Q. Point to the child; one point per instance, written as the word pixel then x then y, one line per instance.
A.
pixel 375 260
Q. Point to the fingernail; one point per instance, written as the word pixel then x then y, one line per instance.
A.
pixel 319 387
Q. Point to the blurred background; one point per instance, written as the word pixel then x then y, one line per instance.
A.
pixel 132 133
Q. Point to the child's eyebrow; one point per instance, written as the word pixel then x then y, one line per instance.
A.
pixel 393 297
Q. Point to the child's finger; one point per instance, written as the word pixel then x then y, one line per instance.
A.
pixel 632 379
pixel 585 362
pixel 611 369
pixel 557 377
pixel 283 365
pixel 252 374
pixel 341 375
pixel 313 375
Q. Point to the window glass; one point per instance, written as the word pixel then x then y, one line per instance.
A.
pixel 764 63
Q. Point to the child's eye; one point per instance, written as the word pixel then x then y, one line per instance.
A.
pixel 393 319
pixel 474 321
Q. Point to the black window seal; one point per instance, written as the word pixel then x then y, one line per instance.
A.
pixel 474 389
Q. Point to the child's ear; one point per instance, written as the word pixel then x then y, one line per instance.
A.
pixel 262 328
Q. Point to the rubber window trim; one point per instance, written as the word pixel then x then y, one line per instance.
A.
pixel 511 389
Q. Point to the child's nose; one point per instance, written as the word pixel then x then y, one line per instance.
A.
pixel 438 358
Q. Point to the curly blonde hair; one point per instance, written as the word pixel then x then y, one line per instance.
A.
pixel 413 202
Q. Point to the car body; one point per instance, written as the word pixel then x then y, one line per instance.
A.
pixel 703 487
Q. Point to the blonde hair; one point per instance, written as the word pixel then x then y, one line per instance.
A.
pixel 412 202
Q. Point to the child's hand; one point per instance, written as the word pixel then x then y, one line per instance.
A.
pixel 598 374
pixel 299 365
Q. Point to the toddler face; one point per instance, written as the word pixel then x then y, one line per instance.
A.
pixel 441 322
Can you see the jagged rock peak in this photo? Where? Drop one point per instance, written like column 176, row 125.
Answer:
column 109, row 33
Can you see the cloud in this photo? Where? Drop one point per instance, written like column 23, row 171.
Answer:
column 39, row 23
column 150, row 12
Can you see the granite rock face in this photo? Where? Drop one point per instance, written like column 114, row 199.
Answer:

§ WHAT IS EXPECTED: Up to and including the last line of the material, reproduce every line exactly, beginning with the one that contains "Can you see the granite" and adding nothing else.

§ ANSWER TO THIS TASK:
Can you see the granite rock face in this photo? Where? Drop one point per instance, written like column 114, row 199.
Answer:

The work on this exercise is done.